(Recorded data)
┌────────

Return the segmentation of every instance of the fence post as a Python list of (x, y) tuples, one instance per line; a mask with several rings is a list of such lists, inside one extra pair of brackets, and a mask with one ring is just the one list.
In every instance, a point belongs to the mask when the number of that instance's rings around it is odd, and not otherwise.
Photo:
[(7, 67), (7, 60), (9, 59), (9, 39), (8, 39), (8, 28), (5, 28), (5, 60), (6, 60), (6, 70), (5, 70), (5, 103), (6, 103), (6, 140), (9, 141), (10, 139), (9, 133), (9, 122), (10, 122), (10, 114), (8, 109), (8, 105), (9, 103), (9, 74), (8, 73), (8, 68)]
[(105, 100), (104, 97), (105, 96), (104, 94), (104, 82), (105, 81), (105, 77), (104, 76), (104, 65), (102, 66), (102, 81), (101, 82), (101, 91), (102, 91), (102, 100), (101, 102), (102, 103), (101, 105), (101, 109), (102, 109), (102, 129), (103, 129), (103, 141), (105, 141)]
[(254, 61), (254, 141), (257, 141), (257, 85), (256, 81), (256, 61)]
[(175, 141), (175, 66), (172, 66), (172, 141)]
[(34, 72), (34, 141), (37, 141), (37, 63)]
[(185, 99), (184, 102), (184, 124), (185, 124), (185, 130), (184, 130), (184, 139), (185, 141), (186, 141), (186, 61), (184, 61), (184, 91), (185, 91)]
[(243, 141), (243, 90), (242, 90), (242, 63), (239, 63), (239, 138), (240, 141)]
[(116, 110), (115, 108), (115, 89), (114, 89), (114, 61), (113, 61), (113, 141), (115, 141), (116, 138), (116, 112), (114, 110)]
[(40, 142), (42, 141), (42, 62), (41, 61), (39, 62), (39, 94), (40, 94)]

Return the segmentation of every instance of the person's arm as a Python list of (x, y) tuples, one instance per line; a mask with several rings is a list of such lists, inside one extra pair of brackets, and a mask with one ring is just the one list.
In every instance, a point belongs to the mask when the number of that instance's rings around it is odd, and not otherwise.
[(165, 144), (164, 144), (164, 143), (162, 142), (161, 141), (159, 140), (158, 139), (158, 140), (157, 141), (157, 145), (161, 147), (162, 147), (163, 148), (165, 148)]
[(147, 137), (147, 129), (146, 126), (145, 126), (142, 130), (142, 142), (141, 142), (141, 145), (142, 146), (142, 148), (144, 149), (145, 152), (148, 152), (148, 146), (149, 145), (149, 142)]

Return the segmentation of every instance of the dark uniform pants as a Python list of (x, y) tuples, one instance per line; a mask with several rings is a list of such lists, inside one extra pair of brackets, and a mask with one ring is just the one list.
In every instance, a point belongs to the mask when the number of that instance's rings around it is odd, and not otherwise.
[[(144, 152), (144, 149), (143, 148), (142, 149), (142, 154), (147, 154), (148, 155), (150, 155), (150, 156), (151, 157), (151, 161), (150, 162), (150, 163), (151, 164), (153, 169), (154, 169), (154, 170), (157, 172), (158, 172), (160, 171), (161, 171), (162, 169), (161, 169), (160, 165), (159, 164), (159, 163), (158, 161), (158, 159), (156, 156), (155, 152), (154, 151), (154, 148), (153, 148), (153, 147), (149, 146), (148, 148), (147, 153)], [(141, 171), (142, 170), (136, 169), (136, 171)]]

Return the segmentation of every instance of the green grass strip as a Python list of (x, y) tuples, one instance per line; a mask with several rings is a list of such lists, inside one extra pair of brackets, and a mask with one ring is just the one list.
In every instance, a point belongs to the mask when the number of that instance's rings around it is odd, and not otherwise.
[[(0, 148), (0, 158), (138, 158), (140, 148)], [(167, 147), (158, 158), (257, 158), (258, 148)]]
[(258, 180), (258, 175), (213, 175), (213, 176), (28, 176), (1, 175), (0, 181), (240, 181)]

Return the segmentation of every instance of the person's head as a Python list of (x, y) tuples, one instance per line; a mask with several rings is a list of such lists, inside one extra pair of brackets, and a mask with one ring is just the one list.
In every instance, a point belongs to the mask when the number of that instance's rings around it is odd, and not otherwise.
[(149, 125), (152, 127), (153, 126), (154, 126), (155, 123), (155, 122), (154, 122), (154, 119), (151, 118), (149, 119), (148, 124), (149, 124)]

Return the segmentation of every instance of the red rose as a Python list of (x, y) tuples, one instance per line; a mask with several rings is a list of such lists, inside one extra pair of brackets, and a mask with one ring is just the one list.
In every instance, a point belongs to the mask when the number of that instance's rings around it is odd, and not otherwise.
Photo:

└────────

** Directive **
Present every line of the items above as a Markdown table with the columns "No." and "Line," numbering the rows and leaving out blank lines.

** Answer below **
| No. | Line |
|---|---|
| 1 | Return the segmentation of every instance of the fence post as a Python list of (x, y) tuples, one instance per line; a mask with several rings is a list of such lists, inside one extra pair of brackets, and a mask with one ring is just the one list. |
| 2 | In every instance, a point belongs to the mask when the number of that instance's rings around it is odd, and not otherwise. |
| 3 | Photo: |
| 4 | [(7, 67), (7, 60), (9, 59), (9, 39), (8, 39), (8, 28), (5, 28), (5, 60), (6, 60), (6, 70), (5, 70), (5, 103), (6, 103), (6, 140), (9, 141), (10, 139), (9, 133), (9, 122), (10, 122), (10, 114), (8, 109), (8, 105), (9, 103), (9, 74), (8, 73), (8, 68)] |
| 5 | [(105, 100), (104, 97), (105, 96), (104, 94), (104, 82), (105, 81), (105, 77), (104, 76), (104, 65), (102, 66), (102, 81), (101, 82), (101, 91), (102, 91), (102, 100), (101, 102), (102, 103), (101, 105), (101, 109), (102, 109), (102, 129), (103, 129), (103, 141), (105, 141)] |
| 6 | [(254, 61), (254, 141), (257, 141), (257, 85), (256, 81), (256, 61)] |
| 7 | [(175, 141), (175, 66), (172, 66), (172, 141)] |
| 8 | [(34, 72), (34, 141), (37, 141), (37, 63)] |
| 9 | [(185, 99), (184, 102), (184, 124), (185, 124), (185, 130), (184, 130), (184, 139), (185, 141), (186, 141), (186, 61), (184, 61), (184, 91), (185, 91)] |
| 10 | [(243, 141), (243, 90), (242, 90), (242, 63), (239, 63), (239, 138), (240, 141)] |
| 11 | [(116, 110), (115, 108), (115, 89), (114, 89), (114, 61), (113, 61), (113, 141), (115, 141), (116, 138), (116, 112), (114, 110)] |
| 12 | [(40, 142), (42, 141), (42, 62), (41, 61), (39, 62), (39, 94), (40, 94)] |
| 13 | Return the segmentation of every instance of the person's arm as a Python list of (x, y) tuples, one instance per line; a mask with several rings is a list of such lists, inside one extra pair of brackets, and a mask with one ring is just the one list. |
| 14 | In every instance, a point belongs to the mask when the number of that instance's rings around it is odd, and not otherwise. |
| 15 | [(165, 144), (164, 144), (164, 143), (162, 142), (161, 141), (159, 140), (158, 139), (158, 140), (157, 141), (157, 145), (161, 147), (162, 147), (163, 148), (165, 148)] |
| 16 | [(147, 137), (147, 129), (146, 126), (145, 126), (142, 130), (142, 142), (141, 142), (141, 145), (142, 146), (142, 148), (144, 149), (145, 152), (148, 152), (148, 146), (149, 145), (149, 142)] |
| 17 | Return the segmentation of every instance of the dark uniform pants as a Python list of (x, y) tuples, one instance per line; a mask with several rings is a list of such lists, inside one extra pair of brackets, and a mask with one ring is just the one list. |
| 18 | In every instance, a point belongs to the mask when the number of that instance's rings around it is odd, and not otherwise. |
| 19 | [[(144, 152), (144, 149), (143, 148), (142, 149), (142, 154), (147, 154), (148, 155), (150, 155), (150, 156), (151, 157), (151, 161), (150, 162), (150, 163), (151, 164), (153, 169), (154, 169), (154, 170), (157, 172), (158, 172), (160, 171), (161, 171), (162, 169), (161, 169), (160, 165), (159, 164), (159, 163), (158, 161), (158, 159), (156, 156), (155, 152), (154, 151), (154, 148), (153, 148), (153, 147), (149, 146), (148, 148), (147, 153)], [(141, 171), (142, 170), (136, 169), (136, 171)]] |
| 20 | Return the segmentation of every instance of the green grass strip as a Python list of (x, y) tuples, one instance per line; a mask with several rings is a list of such lists, inside one extra pair of brackets, and a mask with one ring is just the one list. |
| 21 | In every instance, a point belongs to the mask when the number of that instance's rings around it is odd, and not otherwise. |
| 22 | [[(0, 148), (0, 158), (138, 158), (140, 148)], [(167, 147), (158, 158), (257, 158), (258, 148)]] |
| 23 | [(258, 180), (258, 175), (213, 175), (213, 176), (28, 176), (1, 175), (0, 181), (240, 181)] |
| 24 | Return the segmentation of every instance of the person's head as a Python list of (x, y) tuples, one instance per line; a mask with several rings is a list of such lists, inside one extra pair of brackets, and a mask with one ring is just the one list. |
| 25 | In every instance, a point belongs to the mask when the number of that instance's rings around it is odd, and not otherwise. |
| 26 | [(149, 125), (152, 127), (153, 126), (154, 126), (155, 123), (155, 122), (154, 122), (154, 119), (151, 118), (149, 119), (148, 124), (149, 124)] |
| 27 | Return the segmentation of every instance of the red rose as a Python list of (x, y) tuples, one instance per line; a mask with several rings is a list of such lists, inside one extra pair of brackets, and a mask with one ring is just the one list. |
| 28 | In every instance, a point belongs to the mask when the number of that instance's rings around it is odd, and not otherwise. |
| 29 | Photo: |